(begin)
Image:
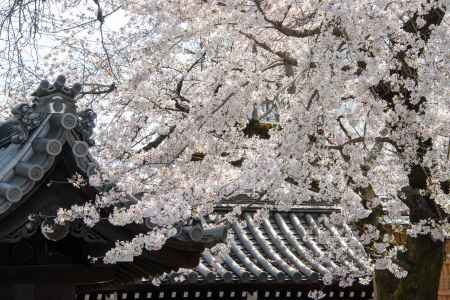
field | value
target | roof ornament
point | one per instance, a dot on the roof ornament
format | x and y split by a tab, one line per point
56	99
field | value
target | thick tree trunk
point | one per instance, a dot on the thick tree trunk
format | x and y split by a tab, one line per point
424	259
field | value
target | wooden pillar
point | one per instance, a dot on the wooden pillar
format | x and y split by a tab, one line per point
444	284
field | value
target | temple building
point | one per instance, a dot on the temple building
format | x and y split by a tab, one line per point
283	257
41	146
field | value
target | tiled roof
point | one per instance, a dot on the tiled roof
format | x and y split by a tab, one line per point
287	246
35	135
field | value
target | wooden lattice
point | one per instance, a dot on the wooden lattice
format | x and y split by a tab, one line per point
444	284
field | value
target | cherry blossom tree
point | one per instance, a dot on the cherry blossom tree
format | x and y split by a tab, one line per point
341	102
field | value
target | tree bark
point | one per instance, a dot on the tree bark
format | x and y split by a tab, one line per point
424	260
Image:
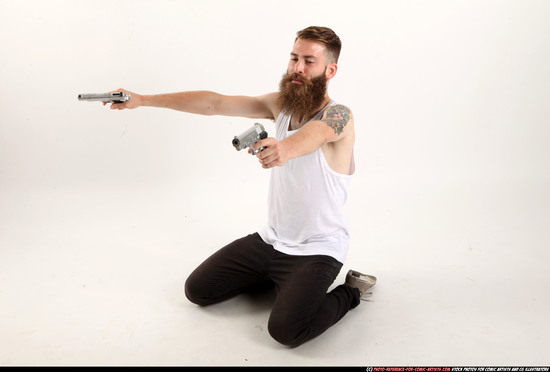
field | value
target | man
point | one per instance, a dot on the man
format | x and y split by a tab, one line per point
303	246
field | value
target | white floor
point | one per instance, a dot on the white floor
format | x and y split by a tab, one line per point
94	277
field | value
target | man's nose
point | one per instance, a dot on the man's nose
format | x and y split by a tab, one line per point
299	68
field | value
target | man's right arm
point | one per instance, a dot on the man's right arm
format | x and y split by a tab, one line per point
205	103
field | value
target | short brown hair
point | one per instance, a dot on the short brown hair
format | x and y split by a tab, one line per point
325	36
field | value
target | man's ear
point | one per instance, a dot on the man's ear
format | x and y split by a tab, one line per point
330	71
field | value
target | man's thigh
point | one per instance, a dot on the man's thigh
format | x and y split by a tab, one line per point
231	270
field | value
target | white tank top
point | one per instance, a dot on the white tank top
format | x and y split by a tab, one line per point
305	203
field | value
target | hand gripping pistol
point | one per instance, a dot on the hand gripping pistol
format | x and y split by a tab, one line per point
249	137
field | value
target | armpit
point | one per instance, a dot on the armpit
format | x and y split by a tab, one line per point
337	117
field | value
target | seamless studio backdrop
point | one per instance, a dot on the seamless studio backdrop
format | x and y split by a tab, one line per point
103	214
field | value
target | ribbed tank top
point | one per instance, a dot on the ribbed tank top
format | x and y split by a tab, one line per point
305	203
(end)
* Task goal
Copy out each record shown above without alteration, skipping any picture.

* Reply
Image:
field | value
target | roof ornament
point | one per instance, a dot on the roof ornament
format | x and y split by a tab, one line per point
56	99
field | value
target | thick tree trunk
point | one per instance, a dot on the thick tree trunk
format | x and y split by a tab, one line per point
424	259
field | value
target | wooden pillar
point | one per instance, a dot on the wooden pillar
format | x and y split by a tab, one line per point
444	284
field | value
target | temple building
point | one per instance, a dot on the temple building
format | x and y split by a tab, one line per point
283	257
41	146
field | value
target | tiled roof
point | one per instance, a dot on the tiled roof
format | x and y split by a tab, one line per point
287	246
35	135
field | value
target | wooden lattice
point | one per instance, a dot on the wooden lattice
format | x and y split by a tab, one line per point
444	284
field | value
target | cherry blossom tree
point | one per instance, a dot on the cherry blossom tree
format | x and y split by a tab, one line per point
341	102
field | value
target | tree bark
point | one per instance, a dot on the tree bark
format | x and y split by a tab, one line per point
424	260
Image:
field | value
target | man
point | one per instance, a dot on the man
format | x and y split by a tab, one line per point
303	246
field | value
target | white floor
point | one per instance, a dot on the white floor
format | x and y split by a tab, one line per point
94	277
field | value
target | man's nose
point | one per instance, a dot on the man's nose
format | x and y split by a tab, one line per point
299	68
field | value
target | man's right arm
point | one per instance, a dot on the man's right arm
format | x and y split by a tab, one line per point
205	103
field | value
target | short brown hair
point | one per instance, a dot on the short brown hair
format | x and y split by a tab, one line per point
325	36
field | value
target | man's ear
point | one per instance, a dot on the man's ear
format | x and y split by a tab, one line per point
330	71
field | value
target | man's thigh
point | one per instance, a dot on the man's thigh
format | x and y split by a tab, one line per point
231	270
field | value
target | white tank top
point | one per instance, a dot on the white tank top
format | x and y split by a tab, one line per point
305	203
field | value
target | hand gripping pistol
point | one per instance, a dot on the hand gripping pistol
format | x and y split by a tab, one line per point
249	137
field | value
target | armpit
point | one per instance, a dot on the armpit
format | x and y split by a tab, one line per point
337	117
field | value
target | seamless studio backdrop
point | one per instance, a dot on the seamless studio backdrop
format | x and y split by a tab, one line per point
103	214
field | value
target | ribbed tank top
point | one per instance, a dot on the ribbed tank top
format | x and y split by a tab, one line per point
305	203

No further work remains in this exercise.